Assignment:
Please transcribe the data exactly as shown, skipping the images.

Material for the task:
== Segment start ==

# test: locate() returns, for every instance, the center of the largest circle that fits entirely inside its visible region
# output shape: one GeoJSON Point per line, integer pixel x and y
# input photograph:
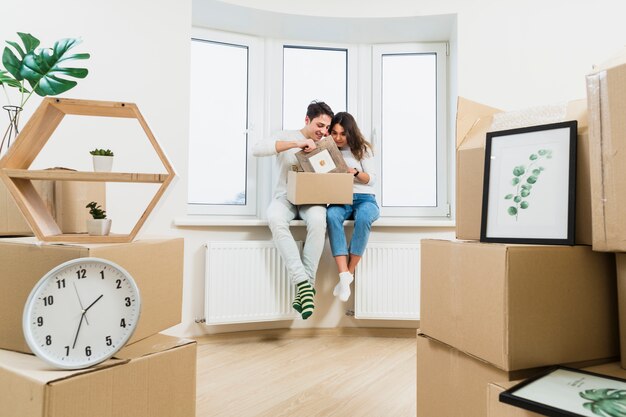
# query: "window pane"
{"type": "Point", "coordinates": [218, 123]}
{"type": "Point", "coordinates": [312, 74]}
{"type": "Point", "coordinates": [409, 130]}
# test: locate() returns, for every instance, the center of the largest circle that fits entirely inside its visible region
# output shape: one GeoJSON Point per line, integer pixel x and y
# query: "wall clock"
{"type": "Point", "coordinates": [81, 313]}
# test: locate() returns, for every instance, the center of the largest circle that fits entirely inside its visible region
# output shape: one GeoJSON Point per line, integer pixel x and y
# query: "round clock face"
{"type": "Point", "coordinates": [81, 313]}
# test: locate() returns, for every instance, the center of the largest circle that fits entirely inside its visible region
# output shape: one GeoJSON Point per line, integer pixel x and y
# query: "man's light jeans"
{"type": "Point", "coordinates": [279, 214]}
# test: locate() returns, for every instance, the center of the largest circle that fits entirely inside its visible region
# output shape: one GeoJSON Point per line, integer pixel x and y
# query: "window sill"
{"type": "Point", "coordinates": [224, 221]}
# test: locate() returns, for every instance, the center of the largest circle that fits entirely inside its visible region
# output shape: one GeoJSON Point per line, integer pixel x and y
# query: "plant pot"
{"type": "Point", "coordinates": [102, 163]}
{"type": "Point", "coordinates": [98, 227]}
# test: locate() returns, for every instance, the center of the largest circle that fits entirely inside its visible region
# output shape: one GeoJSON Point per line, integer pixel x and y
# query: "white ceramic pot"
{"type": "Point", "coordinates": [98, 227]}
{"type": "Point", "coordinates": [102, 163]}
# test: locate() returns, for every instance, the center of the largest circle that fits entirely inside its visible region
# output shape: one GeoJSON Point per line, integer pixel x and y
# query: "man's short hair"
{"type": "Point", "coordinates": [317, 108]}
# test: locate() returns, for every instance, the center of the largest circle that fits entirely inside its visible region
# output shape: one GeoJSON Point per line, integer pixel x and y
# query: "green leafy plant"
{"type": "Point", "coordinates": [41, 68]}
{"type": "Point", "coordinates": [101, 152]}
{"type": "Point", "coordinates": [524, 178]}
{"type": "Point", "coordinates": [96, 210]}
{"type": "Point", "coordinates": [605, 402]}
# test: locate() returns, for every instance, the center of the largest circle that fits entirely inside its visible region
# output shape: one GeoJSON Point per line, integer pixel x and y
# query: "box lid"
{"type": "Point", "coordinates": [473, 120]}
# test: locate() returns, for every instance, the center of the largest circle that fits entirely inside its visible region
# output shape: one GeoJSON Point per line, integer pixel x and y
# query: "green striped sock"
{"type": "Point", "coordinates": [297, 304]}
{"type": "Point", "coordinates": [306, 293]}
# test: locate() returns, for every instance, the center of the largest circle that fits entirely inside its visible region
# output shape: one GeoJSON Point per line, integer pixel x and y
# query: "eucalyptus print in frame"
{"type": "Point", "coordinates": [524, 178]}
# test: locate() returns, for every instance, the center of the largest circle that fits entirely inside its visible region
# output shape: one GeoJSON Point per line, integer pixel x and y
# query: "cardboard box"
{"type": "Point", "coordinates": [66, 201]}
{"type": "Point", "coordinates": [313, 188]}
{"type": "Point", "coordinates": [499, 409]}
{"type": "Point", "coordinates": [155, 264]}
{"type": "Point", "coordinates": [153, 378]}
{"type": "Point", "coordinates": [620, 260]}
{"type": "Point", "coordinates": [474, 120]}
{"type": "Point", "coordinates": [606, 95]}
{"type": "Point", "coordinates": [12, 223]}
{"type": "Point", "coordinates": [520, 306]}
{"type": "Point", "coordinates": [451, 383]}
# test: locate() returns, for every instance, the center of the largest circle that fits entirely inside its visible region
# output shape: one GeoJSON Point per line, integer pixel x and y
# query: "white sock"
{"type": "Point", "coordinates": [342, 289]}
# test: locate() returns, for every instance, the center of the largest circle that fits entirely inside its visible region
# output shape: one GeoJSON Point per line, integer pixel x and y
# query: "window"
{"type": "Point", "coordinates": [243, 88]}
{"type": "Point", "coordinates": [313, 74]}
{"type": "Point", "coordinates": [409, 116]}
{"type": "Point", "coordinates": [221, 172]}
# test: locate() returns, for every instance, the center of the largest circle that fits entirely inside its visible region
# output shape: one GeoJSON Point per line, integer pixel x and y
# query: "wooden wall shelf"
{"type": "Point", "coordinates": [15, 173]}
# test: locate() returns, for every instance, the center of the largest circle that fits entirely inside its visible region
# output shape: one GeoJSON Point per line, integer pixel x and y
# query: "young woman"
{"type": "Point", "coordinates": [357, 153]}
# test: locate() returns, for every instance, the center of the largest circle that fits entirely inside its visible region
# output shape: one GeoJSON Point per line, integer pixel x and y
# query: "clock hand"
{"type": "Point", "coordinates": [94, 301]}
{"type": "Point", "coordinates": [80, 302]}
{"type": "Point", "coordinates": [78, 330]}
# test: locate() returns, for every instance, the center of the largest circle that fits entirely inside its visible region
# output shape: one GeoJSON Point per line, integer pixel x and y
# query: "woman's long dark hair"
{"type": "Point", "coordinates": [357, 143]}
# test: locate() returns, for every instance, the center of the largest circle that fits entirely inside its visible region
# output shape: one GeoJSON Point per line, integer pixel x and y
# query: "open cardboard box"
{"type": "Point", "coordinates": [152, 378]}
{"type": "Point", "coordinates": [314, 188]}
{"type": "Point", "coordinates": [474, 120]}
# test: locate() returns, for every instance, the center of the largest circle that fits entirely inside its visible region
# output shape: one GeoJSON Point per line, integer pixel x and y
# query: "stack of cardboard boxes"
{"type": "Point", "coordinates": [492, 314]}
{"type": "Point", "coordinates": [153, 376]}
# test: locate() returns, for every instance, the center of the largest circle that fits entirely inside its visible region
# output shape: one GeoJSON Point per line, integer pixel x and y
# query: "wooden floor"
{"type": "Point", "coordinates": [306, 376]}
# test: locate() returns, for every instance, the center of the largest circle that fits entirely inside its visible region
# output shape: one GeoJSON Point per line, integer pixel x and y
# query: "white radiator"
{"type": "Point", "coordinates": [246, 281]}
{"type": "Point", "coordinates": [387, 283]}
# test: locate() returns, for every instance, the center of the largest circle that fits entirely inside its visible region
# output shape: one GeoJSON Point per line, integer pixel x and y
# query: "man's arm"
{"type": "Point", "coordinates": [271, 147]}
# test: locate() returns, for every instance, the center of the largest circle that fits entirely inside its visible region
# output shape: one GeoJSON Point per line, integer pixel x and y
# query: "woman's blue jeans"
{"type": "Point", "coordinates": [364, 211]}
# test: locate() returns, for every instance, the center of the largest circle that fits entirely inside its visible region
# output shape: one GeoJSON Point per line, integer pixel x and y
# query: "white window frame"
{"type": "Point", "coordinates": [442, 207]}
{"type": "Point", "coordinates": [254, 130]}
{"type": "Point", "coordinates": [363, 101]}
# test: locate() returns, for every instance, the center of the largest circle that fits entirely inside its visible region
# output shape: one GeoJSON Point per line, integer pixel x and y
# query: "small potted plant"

== Segment end ==

Solution:
# test: locate() returns, for every instance, the center of the largest circle that fits entirely inside its visible region
# output shape: one GeoJSON Point per line, integer pixel x and y
# input photograph:
# query: "window pane"
{"type": "Point", "coordinates": [218, 123]}
{"type": "Point", "coordinates": [312, 74]}
{"type": "Point", "coordinates": [409, 130]}
# test: locate() returns, for every instance, the center of the largest circle that fits entirely inside its visible region
# output shape: one GeoJSON Point per line, integer pixel x and y
# query: "wall clock"
{"type": "Point", "coordinates": [81, 313]}
# test: locate() returns, for every instance, the center of the largest circle that fits entirely inside its visible region
# output shape: one GeoJSON Point per line, integer pixel x and y
# query: "round clock face"
{"type": "Point", "coordinates": [81, 313]}
# test: locate() returns, for every instance, the center of the largest circle that fits entirely inside its visible region
# output shape: one GeoJSON Point per line, integer pixel x and y
# query: "man's light jeans"
{"type": "Point", "coordinates": [279, 214]}
# test: locate() returns, for every instance, the center of the largest circle that fits entirely inside its visible region
# output shape: one GeoJSON Point per line, integer pixel x and y
# query: "window sill"
{"type": "Point", "coordinates": [224, 221]}
# test: locate() returns, for every instance, the center of the largest circle that fits entirely inside its visible region
# output shape: one GeoJSON Point per line, integer pixel x and y
# query: "plant pot"
{"type": "Point", "coordinates": [102, 163]}
{"type": "Point", "coordinates": [98, 227]}
# test: locate() returns, for every instance, the center of the largest circle that fits entirely inside its visible region
# output shape: one GeoJSON Point per line, integer pixel x and y
# query: "white ceramic pot"
{"type": "Point", "coordinates": [98, 227]}
{"type": "Point", "coordinates": [102, 163]}
# test: locate() returns, for every instance, the center of the largest circle that fits entirely inside its visible region
# output shape: one GeoJSON Point per line, integer pixel x and y
# query: "man's short hair"
{"type": "Point", "coordinates": [317, 108]}
# test: locate() returns, for every instance, the center of the largest circle that fits entirely inside its visible region
# output shape: one GeoJSON Point per line, integer pixel x and y
# query: "green leafy plant"
{"type": "Point", "coordinates": [41, 68]}
{"type": "Point", "coordinates": [101, 152]}
{"type": "Point", "coordinates": [524, 178]}
{"type": "Point", "coordinates": [96, 210]}
{"type": "Point", "coordinates": [605, 402]}
# test: locate() returns, for every instance, the center of the largest circle that fits entirely inside its visible region
# output shape: one GeoJSON Point per line, integer pixel x and y
# query: "box lid"
{"type": "Point", "coordinates": [473, 120]}
# test: locate() returns, for every instance, the center of the largest circle that fits entirely inside its visible region
# output shape: one GeoJSON Point per line, integer pixel x and y
# query: "green striped sock"
{"type": "Point", "coordinates": [297, 304]}
{"type": "Point", "coordinates": [306, 293]}
# test: locate() returns, for every instance, the center of the largest circle that fits entirely inside its visible region
# output shape: one GeoJSON Point per line, integer pixel x and y
# query: "eucalyptus print in frame"
{"type": "Point", "coordinates": [524, 178]}
# test: locate() returns, for every instance, the center of the largest circle that fits entirely inside its visible region
# output shape: one GeoJSON Point per line, integer pixel x and y
# query: "cardboard box"
{"type": "Point", "coordinates": [66, 201]}
{"type": "Point", "coordinates": [313, 188]}
{"type": "Point", "coordinates": [499, 409]}
{"type": "Point", "coordinates": [155, 264]}
{"type": "Point", "coordinates": [153, 378]}
{"type": "Point", "coordinates": [620, 260]}
{"type": "Point", "coordinates": [474, 120]}
{"type": "Point", "coordinates": [606, 95]}
{"type": "Point", "coordinates": [12, 223]}
{"type": "Point", "coordinates": [520, 306]}
{"type": "Point", "coordinates": [451, 383]}
# test: locate() returns, for every instance, the center of the largest circle that fits entirely inside its visible region
# output shape: one GeoJSON Point per line, integer pixel x and y
# query: "white sock"
{"type": "Point", "coordinates": [342, 289]}
# test: locate() returns, for every instance, the center of the largest circle that fits entirely inside its visible region
# output shape: one GeoJSON Point per line, integer pixel x and y
# query: "window"
{"type": "Point", "coordinates": [243, 88]}
{"type": "Point", "coordinates": [313, 74]}
{"type": "Point", "coordinates": [409, 116]}
{"type": "Point", "coordinates": [221, 172]}
# test: locate() returns, for every instance, the center of the largest circle that fits entirely inside its visible region
# output shape: one GeoJSON Point per line, integer pixel x and y
# query: "wooden wall shelf"
{"type": "Point", "coordinates": [15, 173]}
# test: locate() returns, for every instance, the center of the largest circle that fits entirely inside its visible region
# output shape: one GeoJSON Point per line, integer pixel x and y
# query: "young woman"
{"type": "Point", "coordinates": [357, 153]}
# test: locate() returns, for every instance, the center of the largest circle that fits entirely inside its visible region
# output shape: one GeoJSON Point per line, integer pixel x and y
# query: "clock hand"
{"type": "Point", "coordinates": [94, 301]}
{"type": "Point", "coordinates": [80, 302]}
{"type": "Point", "coordinates": [78, 330]}
# test: locate() returns, for every instance, the center of the largest circle that fits entirely inside its visible region
# output shape: one GeoJSON Point per line, integer pixel x and y
# query: "woman's long dark hair"
{"type": "Point", "coordinates": [357, 143]}
# test: locate() returns, for every instance, the center of the largest circle that fits entirely inside its visible region
# output shape: one GeoJSON Point per line, integer pixel x and y
# query: "open cardboard box"
{"type": "Point", "coordinates": [152, 378]}
{"type": "Point", "coordinates": [314, 188]}
{"type": "Point", "coordinates": [474, 120]}
# test: locate() returns, for every instance, the center of the largest circle that fits entirely inside its visible region
# output shape: one GeoJSON Point per line, integer pixel x and y
# query: "stack of cardboard boxes"
{"type": "Point", "coordinates": [492, 314]}
{"type": "Point", "coordinates": [153, 376]}
# test: locate() returns, for every instance, the center of the largest circle that fits entirely inside its visible region
# output shape: one GeoJSON Point per line, integer pixel x and y
# query: "wooden floor"
{"type": "Point", "coordinates": [306, 376]}
# test: locate() returns, for every instance, the center of the largest circle that fits entirely inside its visible region
# output shape: one GeoJSON Point per line, integer pixel x and y
# query: "white radiator"
{"type": "Point", "coordinates": [246, 281]}
{"type": "Point", "coordinates": [387, 283]}
# test: locate() returns, for every instance, the center of the largest circle that fits entirely inside its visible region
# output shape: one GeoJSON Point per line, integer pixel x and y
# query: "man's arm"
{"type": "Point", "coordinates": [271, 147]}
# test: locate() returns, for every instance, the center of the largest circle that fits entirely inside its visible region
# output shape: one GeoJSON Point per line, integer pixel x and y
# query: "woman's blue jeans"
{"type": "Point", "coordinates": [364, 211]}
# test: locate() returns, for every instance, the center of the largest circle that fits entirely inside its visible region
# output shape: one GeoJSON Point per line, integer pixel x and y
# query: "white window frame"
{"type": "Point", "coordinates": [442, 207]}
{"type": "Point", "coordinates": [254, 130]}
{"type": "Point", "coordinates": [363, 101]}
# test: locate() returns, for every instance, the center of the largest circle that fits entirely inside its visible region
# output shape: one GeoJSON Point per line, integer pixel x and y
# query: "small potted plant"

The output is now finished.